> Stated problem:
Please reproduce the records below with "queried phrase" renamed to "requested label" wherever it occurs, leaving everything else unchanged.

····················

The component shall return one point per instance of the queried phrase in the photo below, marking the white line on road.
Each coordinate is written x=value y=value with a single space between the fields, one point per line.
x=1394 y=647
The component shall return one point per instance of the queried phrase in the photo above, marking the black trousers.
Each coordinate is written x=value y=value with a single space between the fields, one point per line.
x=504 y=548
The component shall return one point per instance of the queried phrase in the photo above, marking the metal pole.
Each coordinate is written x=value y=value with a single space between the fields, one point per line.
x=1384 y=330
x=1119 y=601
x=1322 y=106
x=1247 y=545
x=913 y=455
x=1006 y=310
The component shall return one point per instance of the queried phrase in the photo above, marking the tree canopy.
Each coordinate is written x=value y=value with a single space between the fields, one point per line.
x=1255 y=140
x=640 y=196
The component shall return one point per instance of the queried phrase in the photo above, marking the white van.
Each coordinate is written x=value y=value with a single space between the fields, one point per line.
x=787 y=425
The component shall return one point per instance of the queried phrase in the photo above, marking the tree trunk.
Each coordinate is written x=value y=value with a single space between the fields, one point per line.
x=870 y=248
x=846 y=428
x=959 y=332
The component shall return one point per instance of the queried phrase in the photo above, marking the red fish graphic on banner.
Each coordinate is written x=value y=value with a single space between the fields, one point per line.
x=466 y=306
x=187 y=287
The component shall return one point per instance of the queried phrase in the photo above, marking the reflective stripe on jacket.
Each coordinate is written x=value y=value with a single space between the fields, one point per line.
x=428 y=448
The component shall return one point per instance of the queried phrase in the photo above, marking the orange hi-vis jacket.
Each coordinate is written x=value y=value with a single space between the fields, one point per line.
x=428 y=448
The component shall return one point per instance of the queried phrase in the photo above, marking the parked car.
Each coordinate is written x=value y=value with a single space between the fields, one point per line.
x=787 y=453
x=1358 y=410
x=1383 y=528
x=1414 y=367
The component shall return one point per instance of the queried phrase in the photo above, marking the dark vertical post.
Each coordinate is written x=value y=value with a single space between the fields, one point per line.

····················

> Response:
The component shall return one point per instance of the requested label in the photo below, marking the white line on road.
Each coordinate is written x=value y=value with a single space between the fields, one point per line.
x=1394 y=647
The component shall return one point per instance of the requested label in the photo above, marking the black trousers.
Each coordinate is written x=value y=value with a single space between the fields, one point per line.
x=504 y=548
The component shall return one point per instance of the requested label in the photo above, marking the metal pole.
Each coordinate is written x=value y=value with a single space between the fields, one point per line.
x=1384 y=330
x=1119 y=601
x=1322 y=106
x=1247 y=545
x=913 y=455
x=1006 y=310
The component shall return one point per instance of the requested label in the photo above, marking the tree canopy.
Each coordinate is written x=value y=value with a single space between the fields, one point per line.
x=1255 y=140
x=640 y=196
The component shall return one point per instance of the requested label in the photo above, marking the white van.
Each coordinate is written x=value y=value with a single space between the fields, one point per line.
x=787 y=425
The component shall return one point per instance of the requested label in the photo above, marking the tree trunk.
Each coordinate is written x=value y=value with a single space between the fields, one point per line.
x=870 y=248
x=846 y=428
x=959 y=332
The component shall return one point per instance of the requested label in the photo above, marking the red fish graphic on banner.
Each coordinate is written x=value y=value with a single space between the fields, one point per line.
x=466 y=306
x=187 y=287
The component shall return one point per instance of the requested label in the photo above, marking the reflective stripe on jacket.
Each coordinate is written x=value y=value with a single space between the fields, one point per line.
x=428 y=448
The component shall return one point per instance of the requested label in the photo above, marking the orange hi-vis jacket.
Each coordinate is written x=value y=value with a single space between the fields, one point per line.
x=428 y=448
The component shall return one point per instance of the requested label in the photo above, marking the parked car.
Each coordinate is written x=value y=value with a single space between the fields, one point per line.
x=787 y=453
x=1358 y=410
x=1383 y=528
x=1414 y=367
The component shall return one point per instance of the requested label in the photo above, marking the dark vertical post.
Each coordinate is written x=value y=value with a single space between the fields, one point per line.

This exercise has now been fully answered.